Written instruction »
Drop the images; return everything else in the listing below exactly.

Materials provided »
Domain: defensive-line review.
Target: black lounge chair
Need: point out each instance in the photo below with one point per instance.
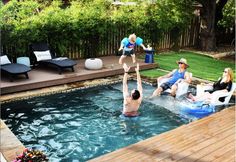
(60, 63)
(14, 69)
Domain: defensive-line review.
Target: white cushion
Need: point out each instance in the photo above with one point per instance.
(93, 64)
(43, 55)
(5, 60)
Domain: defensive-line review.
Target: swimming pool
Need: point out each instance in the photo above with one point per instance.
(84, 124)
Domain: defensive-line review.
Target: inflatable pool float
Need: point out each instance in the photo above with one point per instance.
(199, 109)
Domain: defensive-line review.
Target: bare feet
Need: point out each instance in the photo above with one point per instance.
(190, 96)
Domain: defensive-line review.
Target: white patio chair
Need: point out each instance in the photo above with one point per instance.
(215, 100)
(182, 86)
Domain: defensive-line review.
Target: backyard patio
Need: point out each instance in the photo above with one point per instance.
(44, 76)
(67, 112)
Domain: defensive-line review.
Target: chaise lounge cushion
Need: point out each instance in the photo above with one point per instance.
(43, 55)
(43, 52)
(15, 68)
(4, 60)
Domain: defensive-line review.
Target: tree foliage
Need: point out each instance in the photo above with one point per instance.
(228, 20)
(30, 21)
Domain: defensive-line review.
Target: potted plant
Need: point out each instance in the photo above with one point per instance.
(31, 155)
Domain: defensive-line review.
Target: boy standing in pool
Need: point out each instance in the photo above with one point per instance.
(133, 100)
(127, 47)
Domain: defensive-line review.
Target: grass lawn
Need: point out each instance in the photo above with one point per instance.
(201, 66)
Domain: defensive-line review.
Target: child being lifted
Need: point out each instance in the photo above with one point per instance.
(127, 45)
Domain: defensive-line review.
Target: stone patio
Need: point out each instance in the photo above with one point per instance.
(41, 77)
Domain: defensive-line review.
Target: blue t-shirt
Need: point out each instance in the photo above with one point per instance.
(176, 76)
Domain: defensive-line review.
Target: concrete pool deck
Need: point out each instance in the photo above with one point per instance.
(41, 77)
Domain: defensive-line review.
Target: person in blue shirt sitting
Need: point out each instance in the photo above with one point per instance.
(127, 47)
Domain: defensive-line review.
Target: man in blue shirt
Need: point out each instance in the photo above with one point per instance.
(127, 45)
(176, 76)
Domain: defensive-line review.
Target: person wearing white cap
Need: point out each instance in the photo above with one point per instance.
(127, 47)
(176, 76)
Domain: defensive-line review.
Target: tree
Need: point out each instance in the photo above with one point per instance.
(210, 13)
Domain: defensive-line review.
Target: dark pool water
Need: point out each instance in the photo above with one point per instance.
(84, 124)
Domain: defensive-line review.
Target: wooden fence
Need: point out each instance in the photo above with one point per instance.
(110, 45)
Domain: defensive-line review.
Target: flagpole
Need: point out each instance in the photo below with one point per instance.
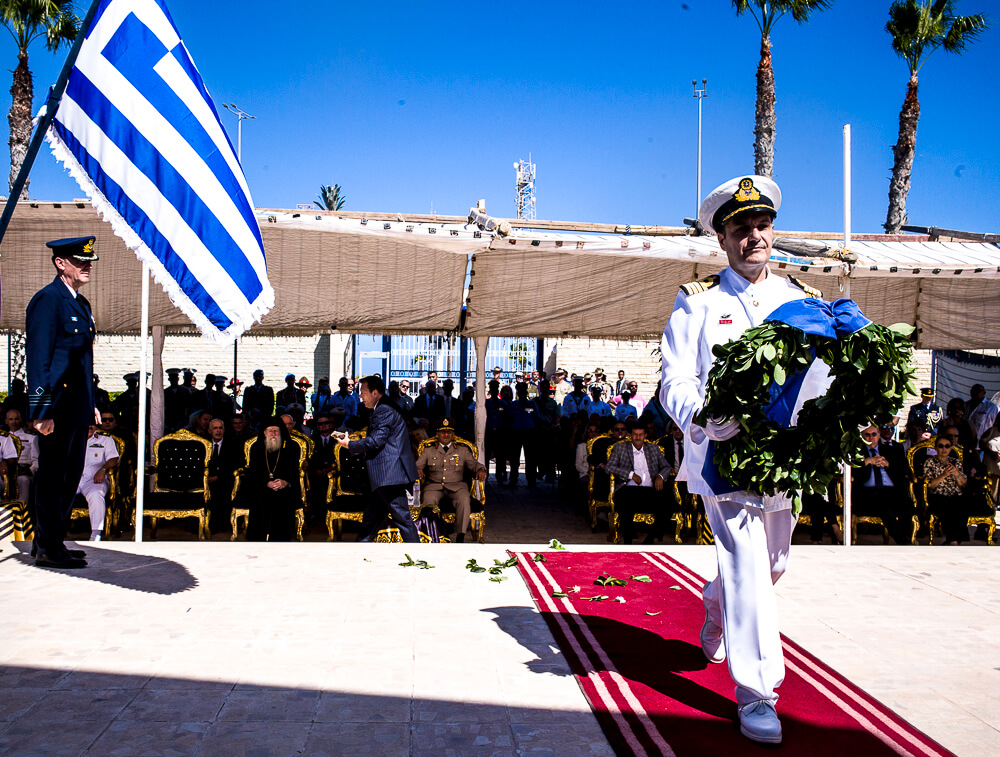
(51, 106)
(140, 478)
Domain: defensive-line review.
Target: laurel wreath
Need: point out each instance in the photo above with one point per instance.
(872, 375)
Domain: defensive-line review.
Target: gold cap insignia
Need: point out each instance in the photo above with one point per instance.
(747, 191)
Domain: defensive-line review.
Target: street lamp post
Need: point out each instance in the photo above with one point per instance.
(701, 94)
(241, 116)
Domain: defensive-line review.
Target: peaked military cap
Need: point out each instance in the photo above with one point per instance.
(78, 248)
(737, 197)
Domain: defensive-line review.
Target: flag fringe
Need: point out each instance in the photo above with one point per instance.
(257, 309)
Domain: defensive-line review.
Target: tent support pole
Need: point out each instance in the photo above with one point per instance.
(140, 454)
(846, 469)
(481, 343)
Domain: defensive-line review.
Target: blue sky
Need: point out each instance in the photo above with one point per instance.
(411, 107)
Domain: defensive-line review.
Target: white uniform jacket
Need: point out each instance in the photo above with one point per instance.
(716, 314)
(101, 450)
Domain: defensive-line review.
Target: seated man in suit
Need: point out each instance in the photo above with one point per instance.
(271, 486)
(226, 457)
(27, 462)
(640, 470)
(441, 468)
(879, 486)
(102, 456)
(598, 459)
(322, 462)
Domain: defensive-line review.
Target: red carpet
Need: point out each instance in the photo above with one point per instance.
(651, 688)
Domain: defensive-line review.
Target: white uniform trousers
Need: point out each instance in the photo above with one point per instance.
(752, 549)
(95, 495)
(24, 488)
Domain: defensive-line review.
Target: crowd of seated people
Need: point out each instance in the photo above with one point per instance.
(539, 426)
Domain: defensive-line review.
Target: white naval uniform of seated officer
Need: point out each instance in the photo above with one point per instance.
(752, 532)
(101, 456)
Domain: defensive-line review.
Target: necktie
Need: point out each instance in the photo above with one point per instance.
(876, 471)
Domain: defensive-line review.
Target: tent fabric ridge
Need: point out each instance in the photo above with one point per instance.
(258, 308)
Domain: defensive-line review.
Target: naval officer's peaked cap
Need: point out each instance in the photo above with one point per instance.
(738, 197)
(78, 248)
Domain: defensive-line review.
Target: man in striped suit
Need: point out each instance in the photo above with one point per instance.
(389, 460)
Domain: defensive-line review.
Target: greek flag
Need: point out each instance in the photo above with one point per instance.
(138, 131)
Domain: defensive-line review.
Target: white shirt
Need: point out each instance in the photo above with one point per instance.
(29, 449)
(698, 323)
(100, 450)
(876, 470)
(8, 451)
(582, 466)
(639, 467)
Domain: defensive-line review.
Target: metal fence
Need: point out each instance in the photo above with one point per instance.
(412, 357)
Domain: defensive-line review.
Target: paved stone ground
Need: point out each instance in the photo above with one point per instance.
(177, 647)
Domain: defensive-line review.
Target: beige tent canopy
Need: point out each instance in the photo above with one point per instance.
(390, 275)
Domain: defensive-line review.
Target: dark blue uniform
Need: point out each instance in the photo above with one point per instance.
(60, 358)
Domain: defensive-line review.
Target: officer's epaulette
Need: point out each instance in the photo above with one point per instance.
(701, 285)
(811, 291)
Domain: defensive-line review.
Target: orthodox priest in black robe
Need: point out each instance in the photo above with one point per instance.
(271, 488)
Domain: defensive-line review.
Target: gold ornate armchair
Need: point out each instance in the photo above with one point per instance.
(477, 493)
(15, 520)
(598, 482)
(114, 500)
(974, 487)
(179, 481)
(614, 519)
(242, 510)
(347, 490)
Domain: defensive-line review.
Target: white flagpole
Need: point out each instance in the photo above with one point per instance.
(847, 293)
(140, 465)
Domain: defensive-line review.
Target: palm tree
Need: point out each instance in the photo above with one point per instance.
(767, 13)
(330, 198)
(27, 20)
(917, 30)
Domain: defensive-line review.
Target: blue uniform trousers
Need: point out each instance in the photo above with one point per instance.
(61, 456)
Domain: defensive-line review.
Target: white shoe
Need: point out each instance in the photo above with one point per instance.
(759, 722)
(711, 641)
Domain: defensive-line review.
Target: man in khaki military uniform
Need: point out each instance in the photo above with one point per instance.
(441, 468)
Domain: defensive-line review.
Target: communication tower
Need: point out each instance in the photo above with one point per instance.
(525, 188)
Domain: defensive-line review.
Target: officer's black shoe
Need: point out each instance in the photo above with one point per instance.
(62, 560)
(78, 553)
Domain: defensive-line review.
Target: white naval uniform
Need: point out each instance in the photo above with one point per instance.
(29, 457)
(101, 449)
(752, 532)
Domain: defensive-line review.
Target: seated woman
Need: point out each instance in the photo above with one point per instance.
(946, 492)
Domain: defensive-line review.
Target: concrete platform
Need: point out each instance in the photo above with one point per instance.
(188, 648)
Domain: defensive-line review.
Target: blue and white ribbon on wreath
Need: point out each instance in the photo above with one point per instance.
(138, 131)
(835, 320)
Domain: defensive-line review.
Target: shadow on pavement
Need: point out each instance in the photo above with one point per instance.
(145, 573)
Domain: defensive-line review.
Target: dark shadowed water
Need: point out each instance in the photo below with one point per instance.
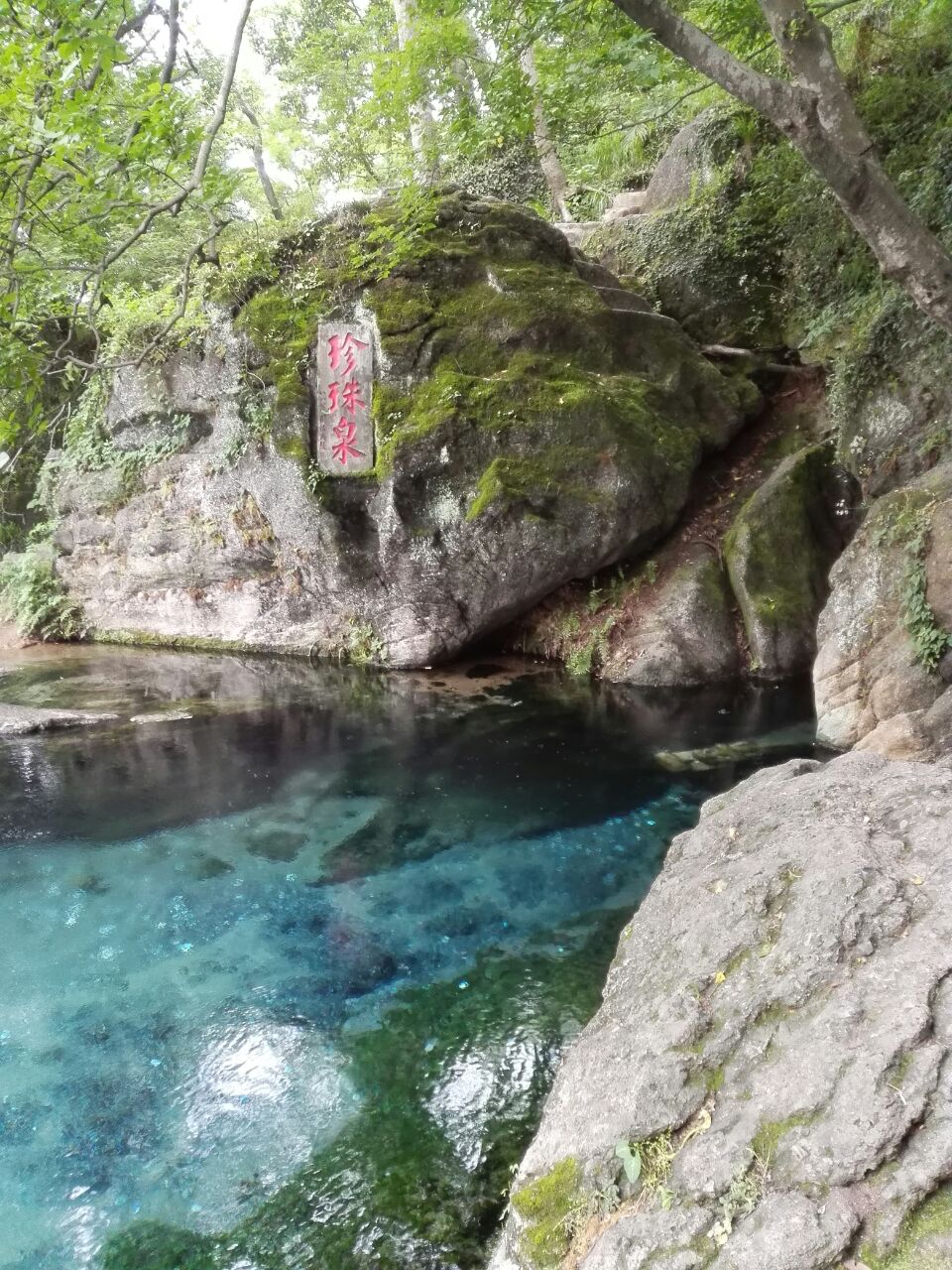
(284, 984)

Solution to the problem »
Domain: defensive-line review.
Target: black lounge chair
Need: point out each instance in the photo below with one point per instance.
(60, 63)
(14, 69)
Domain: defensive-line review.
Target: white cushion
Need: point out each instance in the photo above with one point per instance.
(93, 64)
(43, 55)
(5, 60)
Domain: defensive-line review.
Target: swimming pool
Need: point out each instance in the photo above with one point per instance.
(84, 124)
Domain: defensive-line review.
Target: inflatable pool float
Need: point out each instance in the photo above with one point per instance.
(199, 109)
Domain: defensive-line review.
Target: bare feet
Need: point out each instance in the photo above with one point per instance.
(190, 96)
Domain: defensive-line review.
Target: white patio chair
Need: point out each instance in the photo above with one point per instance.
(215, 100)
(182, 86)
Domain: defensive-line review.
Target: backyard patio
Need: point out each instance in the photo above with one point per instance.
(44, 76)
(67, 112)
Domain: defensive-line review.
Target: chaise lounge cushion
Need: point out each instance in the photo above with one point per instance.
(43, 55)
(43, 52)
(15, 68)
(4, 60)
Domain: defensive-line review.
Target: tree foliage
Need: point out each instance in the photo above with one point per instance.
(228, 20)
(30, 21)
Domain: defensive-line review.
Target: potted plant
Need: point out each instance in the photo above with one point per instance.
(31, 155)
Domain: defensive-line review.
Target: boy standing in pool
Need: point out each instance in the photo above with one point per instance.
(133, 100)
(127, 47)
Domain: defensive-line review.
Target: grass lawn
Need: point out each instance in the photo above with one point per instance.
(201, 66)
Domain: defensive-line review.
Target: child being lifted
Need: point out each instance in the photo above with one point per instance.
(127, 45)
Domain: defensive-line review.
Target: stone patio
Need: point out each instance in the photo above with one point per instance.
(41, 77)
Domain: defensive-line review.
Target: blue t-shirt
Need: point out each instance in the photo above with one point per instance.
(176, 76)
Domain: defensive-line review.
Target: concrete pool deck
Need: point out each instance in the photo above with one point per instance.
(41, 77)
Domain: defensive-line review.
Target: person in blue shirt sitting
Need: point out each instance in the photo above with one point per instance.
(127, 47)
Domain: defensive-line review.
Target: man in blue shirt
Need: point out each instance in the photo above with one point per instance.
(127, 45)
(176, 76)
Domain: defensive-line review.
Target: person wearing white cap
Need: point out each instance in the photo above with one point per instance.
(127, 47)
(176, 76)
Domain: defensive-line review.
Target: tree
Need: point out each instance in the photo above with one point per instance.
(210, 13)
Domain: defensive-line review.
Target: dark pool water
Need: point out each instance in the photo above with one point per instance.
(84, 124)
Domain: defensive-line review.
Target: wooden fence
Need: point out each instance in the photo above with one point per instance.
(110, 45)
Domain: defensive-line review.
Target: flagpole
Need: point out each instance in the photo below with one point per instance.
(51, 106)
(140, 478)
Domain: defensive-line review.
Target: laurel wreath
Need: point out each instance in the photo above with one point per instance.
(872, 375)
Domain: defensive-line review.
Target: gold cap insignia
Need: point out each instance in the photo above with one point per instance.
(747, 191)
Domain: defensive-line review.
Target: street lamp post
Need: point out each instance in the photo above with one point per instance.
(701, 94)
(241, 116)
Domain: defensive-line review.
Target: peaked military cap
Need: point out each instance in the photo above with one point per instance.
(78, 248)
(737, 197)
Domain: defensive-line review.
Target: flag fringe
Need: point out each instance in the photo above with one point per instance.
(257, 309)
Domain: defensive-line review.
Target: tent support pole
Need: point out each instance in the photo above with one point per instance.
(140, 454)
(846, 469)
(481, 343)
Domain: defensive-line review.
Target: blue sky
Need: point out each instance in the photo above with one point per instance.
(411, 107)
Domain: defensive-line review.
Target: white uniform jacket
Need: point out each instance in the photo above with one point per instance.
(716, 314)
(101, 450)
Domain: defensive-line review.
Target: seated man in suit
Need: point out each instance in the photo above with one point per instance.
(271, 486)
(226, 457)
(27, 462)
(640, 470)
(441, 468)
(879, 486)
(102, 456)
(598, 459)
(322, 462)
Domain: defensive-line review.
Target: red carpet
Need: point out each instance in the photo above with one point per instance.
(651, 688)
Domain: defensive-line review.
Target: white uniform trousers
Need: point out each instance in the photo above with one point per instance.
(752, 549)
(95, 495)
(24, 488)
Domain: defensive-line review.
Target: crowd of seated people
Need: point out each instance in the photo above with one point per instance.
(539, 426)
Domain: defensive-line review.
Target: white naval uniform of seated officer
Need: point out each instance in the photo above with one point per instance.
(752, 532)
(101, 456)
Domain: defensive-line review.
Target: necktie
Need: point out each instance in the photo above with one point per instance.
(876, 471)
Domain: defensive-line review.
Target: tent fabric ridge
Need: point out each instance in the photo above with one point per instance.
(258, 308)
Domain: defensive-line review.
Target: naval officer's peaked cap
Need: point out each instance in the photo above with one point per instance.
(738, 197)
(78, 248)
Domain: defensive-line review.
Target: man in striped suit
Need: point out each instance in the photo above with one point per instance.
(389, 460)
Domain: defensive-line review.
Target: greek flag
Need: point out each instance in the photo above with one point per instance.
(138, 131)
Domain: defensive-line review.
Target: white shirt
Need: point out each instance in the photo above with one point per instance.
(29, 449)
(698, 323)
(100, 450)
(876, 470)
(8, 451)
(582, 466)
(639, 467)
Domain: defensive-line review.
Target: metal fence
Need: point out each instance in the photo above with one point per instance.
(412, 357)
Domain: defensive-line review.
Target: paved stone ground
Need: point out each instance in the photo above with one point per instance.
(177, 647)
Domain: defensive-line review.
Target: beige tent canopy
Need: point out each instance in the photo above with one point per instance.
(390, 275)
Domain: defensive-line review.
Target: dark blue uniform
Need: point out each instance in the photo above with one point per instance.
(60, 358)
Domain: defensive-line review.
Target: officer's epaulette
Need: point out each instance in the photo above with one point per instance.
(701, 285)
(811, 291)
Domain: defensive-line review.
Target: orthodox priest in black robe
Need: point out each instance in the photo above with one point per instance.
(271, 488)
Domain: defensive-line review.
Target: gold ornate armchair
Need: point out each instance in the photo above with one point per instance.
(477, 493)
(15, 520)
(598, 482)
(114, 500)
(974, 487)
(179, 481)
(614, 519)
(242, 510)
(347, 490)
Domain: defensive-line review.
Target: white flagpole
Need: point out each instance in the photo above with one point per instance.
(847, 293)
(140, 465)
Domain: defensive-line review.
Target: palm tree
Need: point out each instance in the photo above with one point per instance.
(767, 13)
(330, 198)
(27, 20)
(917, 30)
Domain: defensive-line review.
Target: blue uniform trousers
Need: point out each instance in the photo above with one point per instance.
(61, 456)
Domain: defensive-line review.
Target: white shoe
Need: point out each instance in the photo above with one point per instance.
(759, 722)
(711, 641)
Domain: defensive-line review.
Target: man in khaki military uniform
Need: point out each instance in the photo above with one point per instance.
(441, 468)
Domain: defensive-line review.
Target: communication tower
Need: point out each instance in the photo above with one point per instance.
(525, 188)
Domain: defensive-line review.
Target: officer's black shoe
Need: point out each instance in the photo above with one point per instance.
(62, 560)
(78, 553)
Domain: defensive-line review.
Target: white naval uniform
Need: point out each instance in the photo above with one point per instance.
(29, 457)
(101, 449)
(752, 532)
Domain: defensive-line review.
Target: seated woman
Need: point out each instance in the photo above with one point per instance.
(946, 492)
Domain: defensive-line review.
Target: concrete platform
Need: point out each instance in the photo above with one point per instance.
(188, 648)
Domain: defensive-line review.
Target: blue and white ribbon on wreath
Need: point out each instance in the photo above with one point per instance.
(138, 131)
(835, 320)
Domain: defensive-line review.
Target: shadow on pavement
Need: point out each instance in the photo above with one point per instance.
(145, 573)
Domain: defensive-line review.
Target: dark shadowed water
Need: point out each instance in the photo below with one point per instance.
(284, 984)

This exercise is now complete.